§ Document segment:

= = =

The Yankees did not care to. Burnside, to be sure, remained stubborn; he even had some wild idea of going into Fredericksburg, rallying the shattered formations, and personally leading a forlorn-hope attack on the deadly stone wall, but he was talked out of it by his subordinates. For a night and a day his beaten army clung to the ground, looking dumbly up at the armed heights; then, on a night of wind and sleeting rain, the army gave up, pulled its ponderous length back across the bridges, and the attack was given up for good. The great battle of Fredericksburg was over. In front of the stone wall lay hundreds and hundreds of dead bodies gleaming nakedly in the cold December light; during the hours of darkness needy Confederates had come out from their lines to take the warm uniforms which these Yankees would never need.

The Yankees who had not been shot and who went into dispirited camp on the far side of the river had uniforms enough but needed other things; chiefly hope, good management, reason to believe that their terrible fighting was taking place to some good purpose. The high command was quarreling with itself, Burnside and his subordinates bitterly at odds over the way the wasted battle had gone. The administration, already depressed enough by an unhappy congressional election and still carrying the commitment to make the Emancipation Proclamation good by the first of the new year, was aware that Burnside would not do for this army, and it was not aware just who could properly be put in his place. Handsome Joe Hooker, hard-drinking and hard-fighting, looked like the ablest soldier among Burnside’s lieutenants, but he was talking too much just now. He would say presently that what the country needed was a dictator; in saying it, he may well have had himself in mind, and word of what he had said would get back to Lincoln. If the President’s anxious gaze turned away from Virginia that December and fixed itself on Tennessee it is not to be wondered at.

= = =

§ Supplied data:
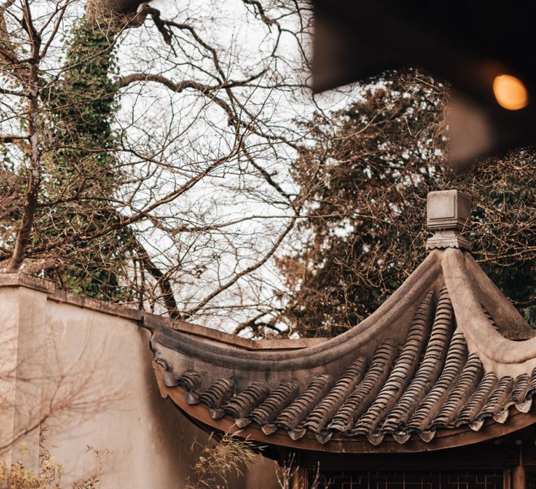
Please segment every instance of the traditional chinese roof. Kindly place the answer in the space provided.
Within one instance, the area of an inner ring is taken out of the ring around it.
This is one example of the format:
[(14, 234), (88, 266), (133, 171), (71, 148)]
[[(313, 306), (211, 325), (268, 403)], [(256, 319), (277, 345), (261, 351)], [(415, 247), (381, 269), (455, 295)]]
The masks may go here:
[(253, 347), (148, 317), (163, 395), (207, 429), (329, 451), (437, 449), (534, 423), (532, 329), (467, 242), (436, 228), (448, 246), (436, 235), (375, 312), (312, 346)]

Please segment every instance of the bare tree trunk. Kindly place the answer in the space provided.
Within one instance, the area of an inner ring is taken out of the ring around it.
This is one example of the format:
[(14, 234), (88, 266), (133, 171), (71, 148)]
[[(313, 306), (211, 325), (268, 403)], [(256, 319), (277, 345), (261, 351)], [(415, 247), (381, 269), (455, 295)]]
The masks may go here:
[(39, 59), (40, 38), (36, 32), (31, 20), (29, 6), (24, 2), (24, 20), (26, 29), (31, 43), (31, 59), (34, 62), (30, 64), (29, 71), (28, 85), (29, 96), (28, 102), (28, 139), (30, 143), (29, 168), (28, 178), (28, 189), (22, 210), (22, 219), (17, 233), (13, 254), (8, 268), (8, 273), (16, 273), (20, 269), (24, 260), (26, 249), (30, 240), (31, 228), (34, 224), (34, 216), (37, 208), (37, 201), (39, 188), (41, 182), (41, 164), (39, 150), (39, 133), (37, 125), (38, 124), (38, 73), (37, 64)]

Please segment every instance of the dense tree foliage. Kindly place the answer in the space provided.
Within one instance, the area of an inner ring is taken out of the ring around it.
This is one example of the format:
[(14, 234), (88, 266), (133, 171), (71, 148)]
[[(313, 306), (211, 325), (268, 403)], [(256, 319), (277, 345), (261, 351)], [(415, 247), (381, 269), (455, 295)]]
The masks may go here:
[(294, 167), (306, 219), (279, 262), (293, 330), (333, 335), (373, 312), (426, 255), (426, 194), (452, 188), (473, 201), (476, 258), (536, 325), (535, 152), (454, 172), (445, 165), (447, 100), (428, 77), (391, 73), (308, 124), (316, 143)]

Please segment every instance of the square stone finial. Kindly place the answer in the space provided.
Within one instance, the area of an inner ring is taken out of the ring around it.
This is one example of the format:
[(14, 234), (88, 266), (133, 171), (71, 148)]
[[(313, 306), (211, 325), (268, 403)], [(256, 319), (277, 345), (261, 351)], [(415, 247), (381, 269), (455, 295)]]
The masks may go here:
[(471, 200), (457, 190), (430, 192), (426, 199), (426, 226), (435, 234), (426, 242), (426, 249), (470, 249), (461, 233), (467, 231), (471, 218)]

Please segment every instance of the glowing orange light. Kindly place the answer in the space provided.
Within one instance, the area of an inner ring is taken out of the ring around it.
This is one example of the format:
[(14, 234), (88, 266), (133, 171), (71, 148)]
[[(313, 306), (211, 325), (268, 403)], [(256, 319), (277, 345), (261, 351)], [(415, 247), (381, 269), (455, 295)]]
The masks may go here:
[(528, 93), (523, 82), (511, 75), (495, 77), (493, 94), (498, 104), (509, 110), (519, 110), (528, 103)]

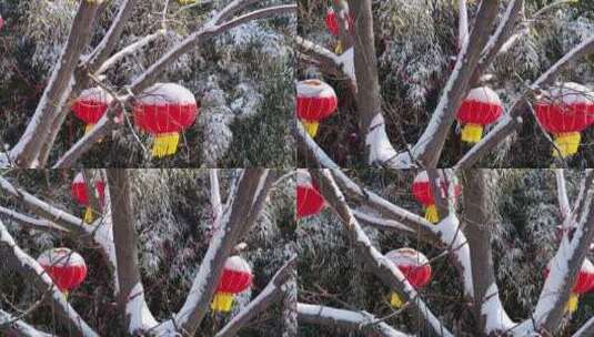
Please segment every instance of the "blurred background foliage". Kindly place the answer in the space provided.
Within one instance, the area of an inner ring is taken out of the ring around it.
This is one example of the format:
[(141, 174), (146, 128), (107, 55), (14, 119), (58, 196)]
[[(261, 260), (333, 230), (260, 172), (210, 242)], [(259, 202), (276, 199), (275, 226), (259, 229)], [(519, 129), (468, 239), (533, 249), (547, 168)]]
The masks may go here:
[[(192, 285), (193, 277), (207, 252), (212, 235), (213, 213), (209, 201), (210, 185), (207, 170), (132, 170), (132, 194), (135, 226), (139, 234), (141, 277), (147, 302), (155, 318), (164, 320), (177, 313)], [(282, 175), (285, 172), (279, 172)], [(63, 170), (21, 170), (6, 173), (6, 177), (36, 196), (51, 202), (74, 215), (83, 210), (70, 196), (70, 182), (75, 172)], [(221, 197), (225, 202), (235, 170), (221, 170)], [(288, 175), (274, 185), (263, 215), (243, 242), (248, 248), (241, 253), (254, 273), (254, 284), (236, 297), (238, 305), (229, 315), (209, 312), (200, 336), (213, 336), (241, 307), (255, 297), (278, 268), (286, 262), (294, 247), (294, 180)], [(0, 194), (0, 204), (30, 214), (26, 208)], [(72, 292), (69, 302), (101, 336), (124, 336), (120, 324), (113, 285), (108, 265), (98, 247), (67, 235), (28, 231), (9, 219), (1, 218), (20, 247), (37, 258), (41, 252), (66, 246), (80, 253), (87, 262), (89, 275), (82, 286)], [(0, 307), (9, 312), (26, 309), (40, 294), (31, 282), (0, 264)], [(52, 316), (52, 309), (41, 306), (27, 321), (36, 327), (72, 336)], [(269, 336), (282, 328), (281, 306), (274, 305), (258, 316), (240, 336)]]
[[(336, 41), (324, 25), (331, 1), (298, 0), (301, 37), (333, 50)], [(500, 18), (509, 1), (500, 1)], [(497, 57), (486, 71), (485, 84), (493, 88), (506, 109), (541, 73), (564, 53), (592, 35), (594, 2), (580, 0), (552, 7), (542, 16), (533, 14), (553, 0), (527, 0), (527, 33), (506, 53)], [(469, 1), (472, 22), (480, 1)], [(373, 24), (377, 52), (383, 110), (390, 140), (397, 151), (414, 144), (423, 133), (441, 91), (455, 63), (457, 52), (457, 4), (452, 0), (373, 1)], [(315, 65), (301, 62), (298, 79), (321, 78)], [(342, 167), (368, 165), (364, 140), (360, 137), (353, 98), (340, 79), (324, 78), (339, 95), (339, 112), (320, 126), (316, 142)], [(594, 57), (571, 64), (557, 76), (594, 89)], [(551, 144), (534, 116), (526, 114), (522, 130), (500, 144), (476, 167), (550, 167)], [(454, 122), (446, 140), (440, 166), (452, 166), (470, 149), (460, 141), (461, 127)], [(594, 130), (582, 133), (581, 151), (570, 159), (571, 167), (594, 164)], [(306, 165), (304, 159), (299, 160)]]
[[(414, 171), (349, 170), (358, 183), (390, 202), (416, 214), (424, 214), (412, 196)], [(556, 200), (555, 175), (550, 170), (490, 170), (487, 186), (493, 221), (492, 247), (500, 297), (515, 321), (528, 318), (538, 299), (544, 278), (543, 268), (553, 257), (557, 242), (555, 227), (561, 224)], [(570, 201), (577, 195), (581, 174), (567, 171)], [(464, 197), (464, 192), (462, 192)], [(356, 205), (355, 205), (355, 208)], [(361, 206), (359, 210), (363, 211)], [(463, 203), (457, 214), (464, 221)], [(401, 247), (413, 247), (427, 256), (433, 276), (421, 290), (432, 312), (452, 329), (455, 336), (476, 336), (472, 303), (463, 298), (457, 270), (447, 256), (435, 258), (441, 249), (395, 232), (363, 226), (372, 244), (383, 254)], [(331, 211), (299, 222), (299, 300), (332, 307), (368, 310), (403, 331), (430, 336), (415, 325), (410, 313), (394, 314), (389, 302), (389, 288), (365, 267), (354, 253), (342, 224)], [(590, 253), (588, 257), (594, 258)], [(435, 258), (435, 259), (434, 259)], [(473, 262), (481, 263), (481, 262)], [(571, 336), (594, 313), (594, 294), (580, 297), (578, 310), (566, 330)], [(362, 336), (328, 326), (300, 325), (300, 336)]]
[[(122, 1), (109, 1), (92, 37), (97, 45)], [(141, 52), (107, 72), (105, 84), (121, 89), (141, 74), (228, 1), (208, 1), (183, 9), (170, 1), (168, 32)], [(283, 3), (262, 1), (262, 6)], [(163, 1), (139, 1), (118, 45), (123, 48), (161, 28)], [(68, 38), (77, 2), (33, 0), (0, 2), (0, 145), (17, 143)], [(144, 147), (151, 139), (129, 123), (83, 156), (83, 167), (293, 167), (294, 57), (288, 37), (296, 29), (294, 17), (252, 21), (232, 29), (170, 64), (162, 82), (175, 82), (201, 102), (198, 121), (180, 140), (173, 157), (152, 160)], [(90, 52), (87, 50), (85, 52)], [(254, 62), (254, 60), (259, 60)], [(138, 137), (134, 136), (138, 134)], [(63, 124), (50, 163), (83, 134), (83, 124), (70, 114)]]

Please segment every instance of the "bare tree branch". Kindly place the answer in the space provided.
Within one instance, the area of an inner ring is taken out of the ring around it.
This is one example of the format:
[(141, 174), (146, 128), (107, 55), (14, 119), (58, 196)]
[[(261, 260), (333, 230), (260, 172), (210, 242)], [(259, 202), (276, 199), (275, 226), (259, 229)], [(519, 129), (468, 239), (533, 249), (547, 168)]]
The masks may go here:
[(371, 272), (382, 279), (382, 282), (393, 292), (396, 292), (404, 302), (409, 302), (410, 307), (415, 313), (419, 313), (421, 319), (424, 320), (434, 334), (453, 336), (420, 298), (420, 295), (411, 286), (402, 272), (373, 247), (369, 237), (355, 219), (351, 208), (346, 205), (344, 196), (339, 186), (334, 183), (334, 178), (330, 171), (310, 170), (310, 174), (318, 183), (324, 200), (341, 218), (343, 228), (349, 234), (349, 238), (351, 239), (353, 248), (356, 251), (356, 256), (361, 259), (361, 263), (363, 263), (365, 267), (369, 267)]
[(63, 294), (53, 284), (50, 276), (46, 274), (43, 267), (17, 245), (2, 222), (0, 222), (0, 256), (24, 279), (31, 280), (39, 292), (51, 292), (48, 302), (59, 318), (72, 330), (85, 337), (99, 336), (68, 304)]
[(534, 81), (534, 83), (530, 85), (528, 90), (526, 90), (522, 96), (515, 101), (510, 109), (509, 114), (502, 118), (490, 133), (487, 133), (477, 144), (466, 152), (466, 154), (464, 154), (464, 156), (455, 164), (455, 167), (472, 167), (481, 157), (493, 151), (493, 149), (495, 149), (502, 140), (506, 139), (513, 132), (519, 130), (523, 123), (522, 115), (526, 111), (530, 111), (527, 104), (530, 104), (528, 98), (532, 95), (532, 93), (538, 90), (542, 85), (551, 83), (555, 75), (567, 64), (591, 53), (594, 53), (594, 35), (572, 49), (555, 64), (553, 64), (553, 67), (544, 72), (536, 81)]
[[(60, 113), (60, 106), (70, 94), (72, 89), (72, 74), (84, 48), (92, 37), (91, 29), (99, 3), (101, 1), (81, 1), (68, 42), (62, 50), (62, 54), (53, 69), (52, 75), (39, 104), (32, 121), (27, 125), (27, 130), (21, 139), (10, 152), (10, 156), (21, 167), (30, 167), (41, 150), (43, 141), (50, 135), (50, 126)], [(58, 108), (58, 109), (57, 109)]]
[[(7, 326), (8, 324), (8, 326)], [(19, 319), (10, 315), (9, 313), (0, 309), (0, 331), (7, 331), (10, 334), (17, 334), (23, 337), (52, 337), (53, 335), (38, 330), (24, 320)]]
[(383, 337), (411, 336), (394, 329), (368, 312), (351, 312), (321, 305), (298, 303), (298, 318), (300, 321), (309, 324), (328, 325), (365, 334), (379, 334)]
[(263, 313), (271, 305), (281, 303), (282, 286), (292, 277), (291, 268), (294, 267), (296, 256), (293, 256), (274, 274), (269, 284), (239, 312), (218, 334), (217, 337), (236, 336), (238, 331), (250, 323), (254, 317)]

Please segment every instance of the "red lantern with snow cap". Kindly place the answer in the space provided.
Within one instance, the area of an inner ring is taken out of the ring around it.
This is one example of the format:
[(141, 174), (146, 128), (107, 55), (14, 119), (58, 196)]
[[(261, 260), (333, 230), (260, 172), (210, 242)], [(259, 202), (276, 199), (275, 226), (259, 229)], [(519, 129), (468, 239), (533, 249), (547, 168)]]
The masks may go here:
[[(94, 185), (94, 195), (98, 198), (100, 206), (102, 206), (105, 202), (105, 182), (100, 178), (92, 178), (89, 185)], [(82, 216), (84, 223), (92, 223), (94, 211), (91, 208), (89, 195), (87, 195), (87, 184), (84, 183), (84, 177), (81, 172), (74, 176), (74, 180), (70, 184), (70, 194), (79, 205), (85, 207)]]
[(199, 104), (188, 89), (175, 83), (157, 83), (134, 102), (134, 124), (157, 139), (152, 155), (163, 157), (178, 151), (180, 132), (192, 125)]
[(82, 256), (69, 248), (52, 248), (37, 259), (60, 292), (68, 295), (87, 278), (87, 264)]
[[(353, 33), (353, 29), (354, 29), (354, 18), (349, 11), (349, 4), (346, 2), (344, 2), (343, 6), (344, 6), (344, 13), (343, 14), (346, 17), (346, 20), (345, 20), (346, 31), (349, 31), (349, 33), (352, 34)], [(334, 8), (331, 7), (331, 8), (328, 9), (326, 17), (324, 18), (324, 22), (326, 24), (328, 31), (333, 37), (339, 37), (340, 35), (339, 18), (338, 18), (336, 13), (334, 12)], [(341, 41), (339, 41), (339, 44), (336, 44), (336, 48), (334, 49), (334, 52), (336, 54), (341, 54), (342, 53), (342, 43), (341, 43)]]
[[(548, 264), (544, 268), (544, 278), (548, 277), (552, 263), (553, 261), (548, 262)], [(572, 294), (570, 295), (570, 299), (567, 300), (565, 309), (570, 314), (575, 313), (575, 310), (577, 310), (580, 295), (592, 290), (594, 290), (594, 265), (592, 264), (592, 262), (590, 262), (590, 259), (586, 258), (584, 259), (584, 263), (582, 263), (580, 272), (577, 272), (577, 278), (572, 288)]]
[(109, 92), (101, 88), (87, 89), (80, 93), (71, 109), (74, 115), (87, 124), (84, 133), (93, 129), (93, 125), (105, 114), (112, 101), (113, 98)]
[(296, 212), (298, 218), (316, 215), (324, 210), (325, 202), (313, 185), (306, 170), (298, 170)]
[[(400, 248), (389, 252), (385, 257), (404, 274), (406, 280), (415, 289), (423, 288), (431, 280), (431, 265), (426, 256), (421, 252), (413, 248)], [(390, 304), (400, 308), (404, 303), (396, 293), (392, 293)]]
[(573, 155), (580, 147), (581, 132), (594, 123), (594, 92), (577, 83), (563, 83), (534, 104), (534, 113), (555, 139), (558, 151), (553, 150), (553, 155)]
[(463, 124), (462, 141), (477, 143), (484, 126), (494, 123), (503, 112), (503, 103), (496, 92), (487, 86), (471, 90), (457, 110), (456, 120)]
[[(447, 195), (447, 183), (441, 171), (439, 172), (437, 185), (440, 186), (442, 195), (445, 197)], [(435, 206), (435, 200), (433, 197), (433, 192), (431, 191), (426, 171), (421, 171), (416, 174), (413, 181), (412, 192), (414, 198), (425, 207), (425, 218), (434, 224), (439, 223), (440, 216), (437, 214), (437, 207)], [(459, 196), (461, 193), (462, 187), (455, 185), (454, 195)]]
[(214, 312), (228, 313), (233, 305), (233, 297), (252, 285), (252, 268), (241, 256), (234, 255), (226, 259), (223, 275), (211, 303)]
[(328, 119), (339, 104), (334, 89), (320, 80), (305, 80), (298, 83), (298, 118), (314, 137), (322, 120)]

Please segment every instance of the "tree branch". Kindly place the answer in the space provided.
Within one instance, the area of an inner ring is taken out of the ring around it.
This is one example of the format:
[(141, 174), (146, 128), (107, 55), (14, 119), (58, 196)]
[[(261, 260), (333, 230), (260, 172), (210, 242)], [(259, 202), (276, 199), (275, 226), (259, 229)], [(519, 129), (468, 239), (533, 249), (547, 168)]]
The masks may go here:
[(80, 55), (92, 37), (91, 29), (100, 2), (102, 1), (81, 1), (68, 42), (52, 71), (36, 113), (17, 145), (10, 151), (10, 156), (18, 166), (31, 167), (41, 151), (42, 140), (47, 140), (51, 134), (53, 120), (60, 113), (60, 108), (72, 89), (72, 74)]
[(217, 337), (233, 337), (255, 316), (263, 313), (271, 305), (279, 303), (282, 297), (282, 286), (292, 277), (296, 257), (293, 256), (274, 274), (269, 284), (241, 312), (235, 315), (218, 334)]
[(353, 216), (350, 207), (346, 205), (344, 196), (329, 170), (310, 170), (313, 180), (318, 183), (324, 200), (341, 218), (343, 228), (349, 234), (349, 238), (356, 251), (356, 256), (361, 263), (369, 267), (375, 276), (387, 285), (393, 292), (396, 292), (404, 302), (410, 303), (410, 307), (419, 313), (429, 328), (436, 335), (453, 336), (452, 333), (433, 315), (425, 303), (420, 298), (416, 290), (411, 286), (402, 272), (396, 268), (387, 258), (385, 258), (371, 244), (366, 234), (362, 231), (359, 222)]
[(552, 82), (555, 75), (567, 64), (574, 62), (585, 55), (594, 53), (594, 35), (586, 39), (568, 53), (563, 55), (553, 67), (544, 72), (530, 88), (522, 94), (522, 96), (514, 102), (510, 109), (509, 115), (501, 119), (500, 122), (487, 133), (477, 144), (475, 144), (464, 156), (455, 164), (455, 167), (465, 168), (472, 167), (481, 157), (493, 151), (501, 141), (510, 136), (513, 132), (522, 126), (522, 114), (528, 111), (528, 98), (532, 93), (538, 90), (542, 85)]
[(14, 242), (10, 233), (0, 222), (0, 256), (9, 266), (12, 266), (24, 279), (32, 280), (39, 292), (50, 292), (48, 300), (61, 320), (72, 330), (85, 337), (99, 337), (99, 335), (80, 317), (72, 308), (62, 293), (53, 284), (34, 258), (24, 253)]
[(320, 305), (298, 303), (298, 318), (300, 321), (328, 325), (341, 329), (379, 334), (383, 337), (410, 337), (386, 323), (379, 320), (368, 312), (351, 312)]

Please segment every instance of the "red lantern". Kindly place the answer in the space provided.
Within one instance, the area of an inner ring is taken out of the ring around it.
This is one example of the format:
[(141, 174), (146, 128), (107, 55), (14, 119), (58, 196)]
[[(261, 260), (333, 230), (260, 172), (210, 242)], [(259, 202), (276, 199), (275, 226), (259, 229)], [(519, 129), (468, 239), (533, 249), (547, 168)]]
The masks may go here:
[[(389, 252), (385, 257), (404, 274), (406, 280), (415, 289), (423, 288), (431, 280), (431, 265), (421, 252), (413, 248), (400, 248)], [(396, 293), (392, 293), (390, 304), (400, 308), (404, 303)]]
[(211, 303), (214, 312), (228, 313), (231, 310), (233, 297), (252, 285), (252, 268), (240, 256), (231, 256), (224, 264), (223, 275)]
[(37, 262), (64, 294), (78, 288), (87, 277), (84, 259), (69, 248), (48, 249), (38, 257)]
[(91, 88), (81, 92), (71, 109), (74, 115), (87, 124), (84, 133), (93, 129), (112, 101), (113, 98), (101, 88)]
[[(439, 173), (440, 177), (437, 178), (437, 185), (442, 191), (443, 197), (447, 195), (447, 184), (443, 177), (443, 173)], [(433, 193), (431, 191), (431, 184), (429, 182), (429, 175), (425, 171), (420, 172), (413, 181), (412, 192), (414, 198), (425, 207), (425, 218), (429, 222), (434, 224), (440, 222), (440, 216), (437, 214), (437, 207), (435, 206), (435, 200), (433, 198)], [(454, 195), (459, 196), (462, 193), (462, 187), (460, 185), (454, 186)]]
[(534, 113), (555, 139), (558, 151), (553, 150), (553, 155), (573, 155), (580, 147), (580, 132), (594, 123), (594, 92), (577, 83), (563, 83), (534, 103)]
[(502, 112), (503, 104), (496, 92), (487, 86), (471, 90), (456, 113), (456, 120), (464, 125), (462, 141), (477, 143), (483, 137), (484, 126), (494, 123)]
[(316, 215), (324, 210), (323, 196), (313, 185), (311, 176), (305, 170), (298, 170), (296, 212), (298, 218)]
[(298, 83), (298, 118), (314, 137), (322, 120), (328, 119), (339, 104), (334, 89), (320, 80), (305, 80)]
[[(544, 278), (548, 277), (552, 263), (553, 262), (551, 261), (544, 268)], [(570, 314), (575, 313), (575, 310), (577, 310), (580, 295), (592, 290), (594, 290), (594, 265), (592, 264), (592, 262), (590, 262), (590, 259), (586, 258), (582, 264), (582, 268), (580, 268), (580, 272), (577, 272), (577, 279), (575, 280), (572, 294), (570, 295), (570, 299), (567, 300), (565, 309)]]
[[(100, 206), (102, 206), (105, 202), (105, 182), (93, 178), (90, 185), (94, 185), (94, 194), (99, 200)], [(79, 203), (79, 205), (85, 207), (82, 216), (84, 223), (92, 223), (94, 218), (94, 211), (91, 208), (89, 195), (87, 195), (87, 184), (84, 184), (84, 177), (82, 176), (82, 173), (79, 172), (74, 176), (74, 180), (70, 184), (70, 194), (77, 201), (77, 203)]]
[(194, 95), (175, 83), (157, 83), (134, 103), (134, 124), (157, 135), (152, 155), (163, 157), (178, 151), (180, 132), (192, 125), (199, 113)]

= = =

§ Prompt:
List every person named in the Fredericksburg passage.

§ Solution to this problem:
Burnside, Joe Hooker, Lincoln